[[ Document section open ]]
Can Tight Hip Flexors Cause Digestive Problems?

Many of us engage in regular exercise to get leaner, build muscle tone, or target problem areas like the arms or thighs. The problem is that we often neglect small but important muscles, such as the hip flexors, traps, and forearm extensors. For example, the hip flexors can become tight due to prolonged sitting, which can lead to lower back pain. More than two-thirds of those who sit longer than eight hours per day experience this issue, according to clinical evidence published in the International Journal of Environmental Research and Public Health.

The hip flexors include the psoas major, rectus femoris, iliacus, pectineus, vastus lateralis, and other small muscles, explains Physiopedia. Their role is to flex the hip, extend the knee, and keep you upright, among other functions. Prolonged sitting and a sedentary lifestyle, in general, can affect the iliacus and psoas muscles, which form the iliopsoas. Over time, these factors may lead to an excessive curvature of the spine, difficulty walking, and increased injury risk.

Tight hip flexors can also impact digestive health due to their proximity to the pelvic region. On the positive side, regular stretching can loosen up these muscles and keep them functioning optimally. 

The surprising link between tight hip flexors and poor digestion

Constipation and other digestive complaints are not always related to what we eat. A sedentary lifestyle, pregnancy, stress, and certain medications can affect digestion, too, explains the Cleveland Clinic. In some cases, these issues are due to an underlying problem, such as tight hip flexors.
[[ Document section closed ]]
• [To do]:
• a. In the article on tight hip flexors, which two muscles form the iliopsoas?
• b. Carry on the article about tight hip flexors and digestion from its last sentence.
[[ Source material open ]]
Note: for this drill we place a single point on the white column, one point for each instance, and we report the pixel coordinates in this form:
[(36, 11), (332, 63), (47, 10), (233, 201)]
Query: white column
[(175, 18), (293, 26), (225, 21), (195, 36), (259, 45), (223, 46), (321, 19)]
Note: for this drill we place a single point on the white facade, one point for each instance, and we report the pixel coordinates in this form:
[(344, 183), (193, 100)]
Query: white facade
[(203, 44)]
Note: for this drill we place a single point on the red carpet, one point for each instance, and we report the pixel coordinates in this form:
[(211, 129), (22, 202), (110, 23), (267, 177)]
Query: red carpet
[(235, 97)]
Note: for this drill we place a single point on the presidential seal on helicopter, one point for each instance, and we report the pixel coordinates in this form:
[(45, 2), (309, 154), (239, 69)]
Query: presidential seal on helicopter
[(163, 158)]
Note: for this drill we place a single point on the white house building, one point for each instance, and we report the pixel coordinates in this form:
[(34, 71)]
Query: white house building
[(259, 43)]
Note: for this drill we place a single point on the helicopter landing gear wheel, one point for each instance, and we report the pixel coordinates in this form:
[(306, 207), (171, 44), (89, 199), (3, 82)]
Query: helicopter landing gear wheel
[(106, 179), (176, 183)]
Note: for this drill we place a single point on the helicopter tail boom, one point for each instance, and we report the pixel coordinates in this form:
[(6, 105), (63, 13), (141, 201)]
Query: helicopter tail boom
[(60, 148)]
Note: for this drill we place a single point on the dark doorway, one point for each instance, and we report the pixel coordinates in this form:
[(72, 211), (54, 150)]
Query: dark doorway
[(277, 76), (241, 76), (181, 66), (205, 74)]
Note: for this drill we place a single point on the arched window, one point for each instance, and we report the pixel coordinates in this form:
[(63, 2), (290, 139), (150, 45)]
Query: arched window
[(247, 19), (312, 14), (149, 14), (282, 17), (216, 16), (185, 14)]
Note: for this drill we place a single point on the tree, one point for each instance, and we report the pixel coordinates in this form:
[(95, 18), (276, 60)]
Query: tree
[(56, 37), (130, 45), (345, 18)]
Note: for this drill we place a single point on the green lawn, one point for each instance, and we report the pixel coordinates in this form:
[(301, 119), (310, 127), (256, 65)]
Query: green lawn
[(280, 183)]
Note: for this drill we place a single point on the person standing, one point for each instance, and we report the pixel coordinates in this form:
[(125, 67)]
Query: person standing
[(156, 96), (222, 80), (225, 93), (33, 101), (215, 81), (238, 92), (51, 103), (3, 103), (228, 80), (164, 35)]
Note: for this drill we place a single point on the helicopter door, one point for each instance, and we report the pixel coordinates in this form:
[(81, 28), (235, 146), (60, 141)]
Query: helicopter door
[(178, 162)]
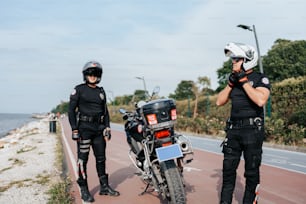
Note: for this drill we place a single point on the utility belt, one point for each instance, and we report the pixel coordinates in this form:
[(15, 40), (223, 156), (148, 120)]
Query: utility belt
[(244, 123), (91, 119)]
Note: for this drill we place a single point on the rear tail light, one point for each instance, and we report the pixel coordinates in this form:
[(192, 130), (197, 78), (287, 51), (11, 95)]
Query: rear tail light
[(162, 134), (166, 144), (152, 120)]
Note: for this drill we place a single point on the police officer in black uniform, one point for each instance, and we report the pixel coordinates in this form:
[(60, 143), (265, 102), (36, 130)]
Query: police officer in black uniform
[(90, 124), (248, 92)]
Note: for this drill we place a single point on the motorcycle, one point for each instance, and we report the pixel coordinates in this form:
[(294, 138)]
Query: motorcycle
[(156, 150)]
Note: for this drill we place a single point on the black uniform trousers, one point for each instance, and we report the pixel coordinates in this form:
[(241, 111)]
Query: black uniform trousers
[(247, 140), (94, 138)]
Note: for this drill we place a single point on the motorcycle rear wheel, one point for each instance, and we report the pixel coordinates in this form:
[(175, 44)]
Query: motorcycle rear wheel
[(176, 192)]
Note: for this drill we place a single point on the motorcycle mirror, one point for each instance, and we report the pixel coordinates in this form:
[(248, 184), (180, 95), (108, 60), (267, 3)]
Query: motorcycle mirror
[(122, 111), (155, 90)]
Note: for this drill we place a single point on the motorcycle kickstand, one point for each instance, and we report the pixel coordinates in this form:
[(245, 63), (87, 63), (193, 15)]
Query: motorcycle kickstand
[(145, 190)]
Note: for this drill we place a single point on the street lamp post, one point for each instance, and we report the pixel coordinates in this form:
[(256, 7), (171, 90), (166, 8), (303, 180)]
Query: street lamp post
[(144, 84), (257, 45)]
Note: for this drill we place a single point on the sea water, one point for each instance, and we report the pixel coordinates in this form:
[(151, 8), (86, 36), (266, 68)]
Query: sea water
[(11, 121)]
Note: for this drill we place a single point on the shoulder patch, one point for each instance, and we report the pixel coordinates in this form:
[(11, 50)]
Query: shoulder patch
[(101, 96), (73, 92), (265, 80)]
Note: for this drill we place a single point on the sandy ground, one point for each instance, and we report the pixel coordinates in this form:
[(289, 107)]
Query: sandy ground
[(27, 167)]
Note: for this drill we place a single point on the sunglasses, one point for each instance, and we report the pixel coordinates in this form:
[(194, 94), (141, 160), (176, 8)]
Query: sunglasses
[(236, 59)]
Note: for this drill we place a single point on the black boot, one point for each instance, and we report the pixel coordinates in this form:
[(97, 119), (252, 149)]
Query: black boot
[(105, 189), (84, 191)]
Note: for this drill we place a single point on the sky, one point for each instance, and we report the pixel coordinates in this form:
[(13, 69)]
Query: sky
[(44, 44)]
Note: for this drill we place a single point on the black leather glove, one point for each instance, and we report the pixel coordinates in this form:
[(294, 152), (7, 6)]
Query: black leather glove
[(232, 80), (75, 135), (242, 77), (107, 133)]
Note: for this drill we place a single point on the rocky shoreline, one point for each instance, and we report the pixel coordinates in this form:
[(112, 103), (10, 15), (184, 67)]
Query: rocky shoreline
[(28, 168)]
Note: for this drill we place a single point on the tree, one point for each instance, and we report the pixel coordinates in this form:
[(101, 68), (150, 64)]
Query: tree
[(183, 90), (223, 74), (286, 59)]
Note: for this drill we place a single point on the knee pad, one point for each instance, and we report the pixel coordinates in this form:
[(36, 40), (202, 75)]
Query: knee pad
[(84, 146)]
[[ Source material closed ]]
[[ Source material open ]]
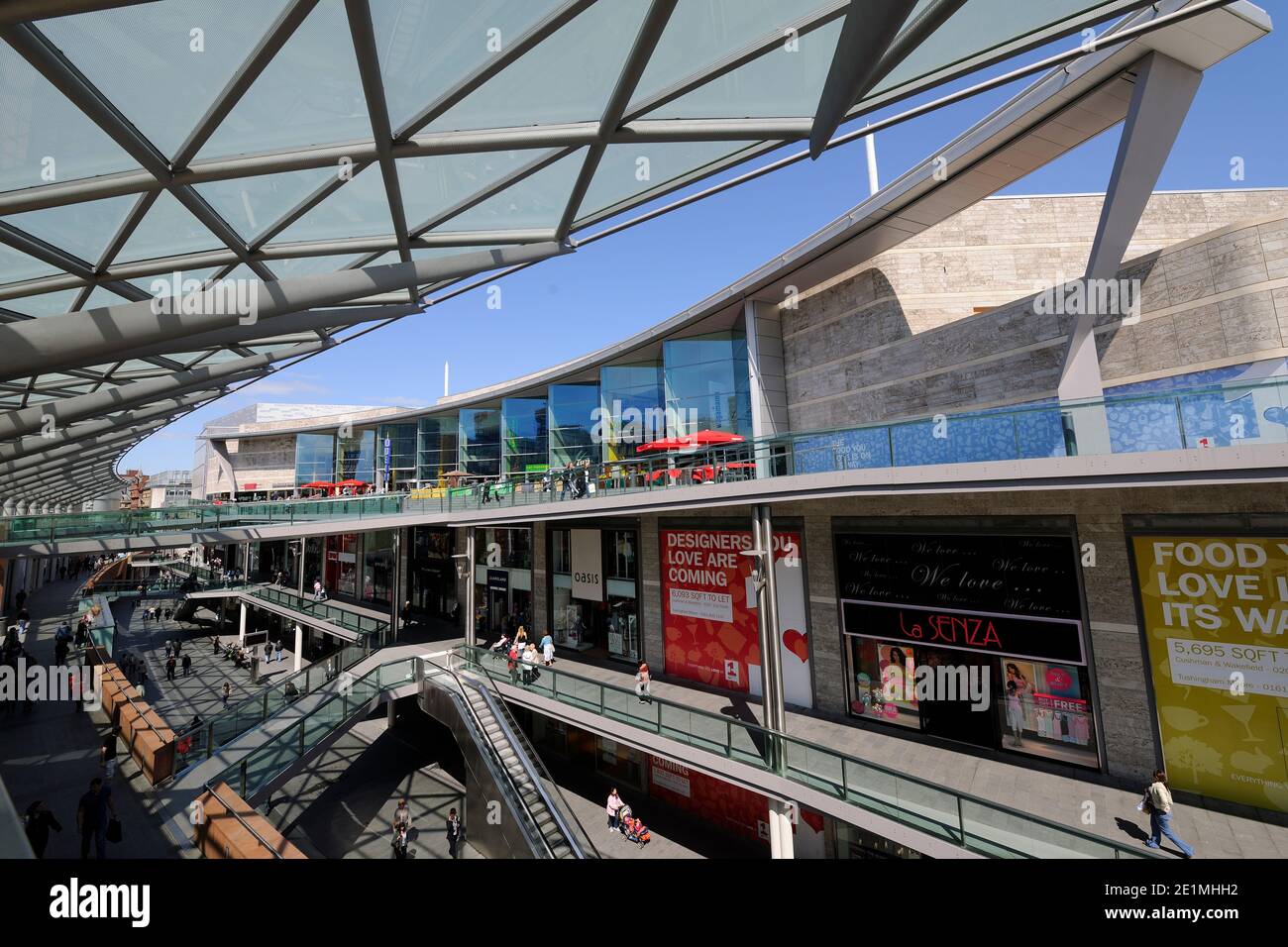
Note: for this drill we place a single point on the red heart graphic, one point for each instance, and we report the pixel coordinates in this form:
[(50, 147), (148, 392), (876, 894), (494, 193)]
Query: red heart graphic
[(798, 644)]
[[ Source material closed ]]
[[ Source material open ]]
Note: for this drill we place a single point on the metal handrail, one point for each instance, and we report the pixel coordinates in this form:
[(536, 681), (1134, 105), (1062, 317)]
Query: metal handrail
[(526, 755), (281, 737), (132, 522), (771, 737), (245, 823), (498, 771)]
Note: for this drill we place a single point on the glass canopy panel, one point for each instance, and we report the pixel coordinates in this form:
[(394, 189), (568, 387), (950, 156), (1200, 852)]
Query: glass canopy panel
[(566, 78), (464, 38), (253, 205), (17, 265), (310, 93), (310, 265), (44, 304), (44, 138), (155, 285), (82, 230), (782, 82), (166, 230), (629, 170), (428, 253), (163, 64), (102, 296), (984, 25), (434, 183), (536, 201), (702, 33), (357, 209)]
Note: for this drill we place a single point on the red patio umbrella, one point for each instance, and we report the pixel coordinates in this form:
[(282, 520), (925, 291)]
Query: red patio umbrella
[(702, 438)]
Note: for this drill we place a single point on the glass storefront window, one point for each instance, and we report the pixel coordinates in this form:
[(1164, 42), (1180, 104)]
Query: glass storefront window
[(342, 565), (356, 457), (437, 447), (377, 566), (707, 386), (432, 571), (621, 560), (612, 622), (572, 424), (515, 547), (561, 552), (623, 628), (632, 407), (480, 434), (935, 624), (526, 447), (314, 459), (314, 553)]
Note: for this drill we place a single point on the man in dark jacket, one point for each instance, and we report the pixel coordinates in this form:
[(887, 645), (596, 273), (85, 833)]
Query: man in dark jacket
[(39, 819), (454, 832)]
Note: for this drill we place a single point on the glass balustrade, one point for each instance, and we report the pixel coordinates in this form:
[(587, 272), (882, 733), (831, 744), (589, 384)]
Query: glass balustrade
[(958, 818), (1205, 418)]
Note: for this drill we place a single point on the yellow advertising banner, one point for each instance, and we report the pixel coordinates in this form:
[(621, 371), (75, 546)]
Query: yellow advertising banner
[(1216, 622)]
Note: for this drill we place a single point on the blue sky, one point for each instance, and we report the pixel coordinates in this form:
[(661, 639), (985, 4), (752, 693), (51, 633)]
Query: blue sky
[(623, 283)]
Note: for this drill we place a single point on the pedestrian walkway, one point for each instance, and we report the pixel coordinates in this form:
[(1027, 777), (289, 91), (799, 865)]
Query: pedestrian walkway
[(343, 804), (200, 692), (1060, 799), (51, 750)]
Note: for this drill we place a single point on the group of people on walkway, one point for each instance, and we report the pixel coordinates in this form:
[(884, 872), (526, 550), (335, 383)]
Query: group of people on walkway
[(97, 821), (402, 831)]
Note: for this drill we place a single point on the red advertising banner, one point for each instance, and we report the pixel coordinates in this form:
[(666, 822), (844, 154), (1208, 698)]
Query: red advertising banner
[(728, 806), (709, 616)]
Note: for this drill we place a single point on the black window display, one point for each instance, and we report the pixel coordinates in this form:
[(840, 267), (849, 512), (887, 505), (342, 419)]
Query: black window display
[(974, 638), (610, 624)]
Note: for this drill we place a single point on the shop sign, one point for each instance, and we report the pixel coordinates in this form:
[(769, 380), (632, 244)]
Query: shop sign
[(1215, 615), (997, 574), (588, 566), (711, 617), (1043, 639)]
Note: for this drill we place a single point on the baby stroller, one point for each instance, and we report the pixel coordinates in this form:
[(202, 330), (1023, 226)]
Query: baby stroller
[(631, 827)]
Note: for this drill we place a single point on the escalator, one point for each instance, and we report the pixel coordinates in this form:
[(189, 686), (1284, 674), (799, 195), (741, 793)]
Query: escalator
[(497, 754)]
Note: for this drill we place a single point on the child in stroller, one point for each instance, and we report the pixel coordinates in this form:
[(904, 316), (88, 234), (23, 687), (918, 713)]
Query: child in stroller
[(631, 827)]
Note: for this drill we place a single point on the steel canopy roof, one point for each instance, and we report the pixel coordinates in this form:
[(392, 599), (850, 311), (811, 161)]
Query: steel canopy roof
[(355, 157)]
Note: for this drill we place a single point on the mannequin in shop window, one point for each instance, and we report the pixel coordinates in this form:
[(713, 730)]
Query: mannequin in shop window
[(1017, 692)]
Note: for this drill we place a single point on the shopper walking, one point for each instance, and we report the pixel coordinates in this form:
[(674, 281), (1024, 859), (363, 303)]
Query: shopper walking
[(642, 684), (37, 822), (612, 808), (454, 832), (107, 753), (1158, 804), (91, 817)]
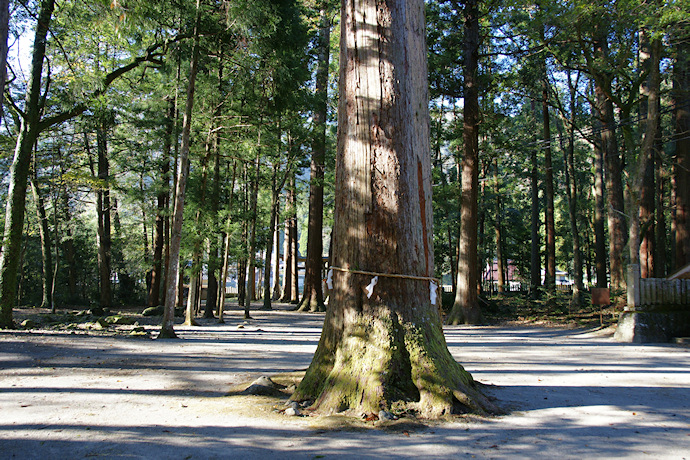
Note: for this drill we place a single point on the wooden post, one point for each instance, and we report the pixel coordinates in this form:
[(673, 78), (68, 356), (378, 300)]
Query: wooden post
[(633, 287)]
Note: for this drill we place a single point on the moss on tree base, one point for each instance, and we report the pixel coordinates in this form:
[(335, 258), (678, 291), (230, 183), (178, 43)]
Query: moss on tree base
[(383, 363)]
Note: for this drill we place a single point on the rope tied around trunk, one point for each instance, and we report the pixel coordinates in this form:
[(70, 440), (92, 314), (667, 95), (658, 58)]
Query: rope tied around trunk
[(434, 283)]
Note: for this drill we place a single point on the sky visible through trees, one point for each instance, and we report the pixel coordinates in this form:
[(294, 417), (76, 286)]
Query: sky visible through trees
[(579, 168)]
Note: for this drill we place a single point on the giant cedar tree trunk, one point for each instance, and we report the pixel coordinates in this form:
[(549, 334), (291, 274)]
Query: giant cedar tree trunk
[[ Source material closed ]]
• [Answer set]:
• a. The iliacus and the psoas muscles.

• b.
The psoas muscle is traversed by several lumbar nerves and blood vessels, notes InSync Physiotherapy. If this muscle is tight, it can affect blood flow to your legs and internal organs and interfere with the nerve impulses in those tissues. Tightness in the psoas can also put pressure on the internal organs, decreasing the space between them. These factors can trigger or worsen constipation, menstrual cramps, and sexual problems.

The relationship between tight hip flexors and poor digestion goes both ways, according to Aletha Health. If your digestive system isn't working properly, the iliopsoas muscles can become tight and put extra pressure on your intestines, causing stomach pain and other related problems. What's more, tightness in the psoas can contribute to irritable bowel syndrome and acid reflux.

Clinical evidence supports these findings. For example, a 2020 study found that massaging tight or tender psoas muscles may reduce or eliminate stomach pain, nausea, and digestive distress, reports the International Journal of Therapeutic Massage and Bodywork. About 75% of patients remained symptom-free, and 18% experienced significant improvements after just five massage sessions. Scientists conducted the study on children, but previous research reported similar findings in adult patients. 

Try these stretches for tight hip flexors

Having tight hip flexors can wreak havoc on your digestive health, but there are ways to address this problem. For starters, commit to regular stretching or try foam rolling, postural exercises, or massage therapy. The International Sports Sciences Association (ISSA) recommends using a foam roller to loosen up these muscles. From a forearm plank position, place the roller under your left hip and bend the opposite leg to the side for support. Roll up and down with a slow, controlled motion, and then repeat on the opposite side. Focus on the areas that feel the most pressure. Alternatively, use a longer foam roller to massage both hips at once.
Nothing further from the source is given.